>>
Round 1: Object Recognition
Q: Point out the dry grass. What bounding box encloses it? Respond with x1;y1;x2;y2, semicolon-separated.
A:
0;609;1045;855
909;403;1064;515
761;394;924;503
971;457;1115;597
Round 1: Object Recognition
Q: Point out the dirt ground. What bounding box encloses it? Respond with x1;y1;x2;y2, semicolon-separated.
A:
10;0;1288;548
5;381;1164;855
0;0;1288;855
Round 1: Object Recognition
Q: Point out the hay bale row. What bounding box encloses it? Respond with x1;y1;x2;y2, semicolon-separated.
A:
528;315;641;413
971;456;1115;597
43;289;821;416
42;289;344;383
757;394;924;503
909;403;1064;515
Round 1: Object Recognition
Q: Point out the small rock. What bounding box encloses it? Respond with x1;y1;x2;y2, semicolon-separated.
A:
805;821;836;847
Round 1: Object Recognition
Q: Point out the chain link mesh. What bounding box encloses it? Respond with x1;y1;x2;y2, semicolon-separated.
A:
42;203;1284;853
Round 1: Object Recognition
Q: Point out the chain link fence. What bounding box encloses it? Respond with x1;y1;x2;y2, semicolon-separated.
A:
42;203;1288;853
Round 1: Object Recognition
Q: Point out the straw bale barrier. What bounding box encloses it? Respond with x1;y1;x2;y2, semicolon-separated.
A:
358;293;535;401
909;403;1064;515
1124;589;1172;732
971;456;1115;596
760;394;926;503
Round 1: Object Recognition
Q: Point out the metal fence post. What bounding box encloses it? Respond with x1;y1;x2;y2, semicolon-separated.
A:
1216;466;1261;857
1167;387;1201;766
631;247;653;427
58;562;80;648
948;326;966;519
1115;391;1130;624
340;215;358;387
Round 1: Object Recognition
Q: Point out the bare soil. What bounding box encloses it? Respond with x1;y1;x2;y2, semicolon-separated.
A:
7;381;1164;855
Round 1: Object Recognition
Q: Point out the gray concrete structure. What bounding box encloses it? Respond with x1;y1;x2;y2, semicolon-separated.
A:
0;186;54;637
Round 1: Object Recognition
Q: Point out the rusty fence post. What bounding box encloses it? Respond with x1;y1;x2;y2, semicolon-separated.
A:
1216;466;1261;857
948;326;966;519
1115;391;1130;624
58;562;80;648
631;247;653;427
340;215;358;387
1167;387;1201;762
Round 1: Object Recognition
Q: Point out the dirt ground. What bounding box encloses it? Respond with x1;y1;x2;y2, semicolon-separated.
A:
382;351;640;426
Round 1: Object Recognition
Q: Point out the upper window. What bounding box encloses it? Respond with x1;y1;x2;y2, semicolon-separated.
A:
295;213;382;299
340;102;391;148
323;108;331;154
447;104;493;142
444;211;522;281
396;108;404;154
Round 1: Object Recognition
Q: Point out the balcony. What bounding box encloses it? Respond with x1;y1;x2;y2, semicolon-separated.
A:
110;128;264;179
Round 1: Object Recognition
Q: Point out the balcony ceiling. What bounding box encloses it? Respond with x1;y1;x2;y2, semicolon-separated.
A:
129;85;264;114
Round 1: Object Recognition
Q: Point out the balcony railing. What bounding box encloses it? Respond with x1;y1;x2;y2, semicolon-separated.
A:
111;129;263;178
<<
### Written problem
Which lines of the material above contain the word "balcony"? List each of them.

### Exercise result
Q: Point out the balcony. What bounding box encloses it? Respond with x1;y1;x2;y2, semicolon-separated.
Q: Point out the balcony ceiling. What bounding box encloses it? Respond with x1;y1;x2;y2, semicolon-separated.
Q: Point out the balcony railing. What bounding box encloses it? Respond with x1;y1;x2;y2, semicolon-separated.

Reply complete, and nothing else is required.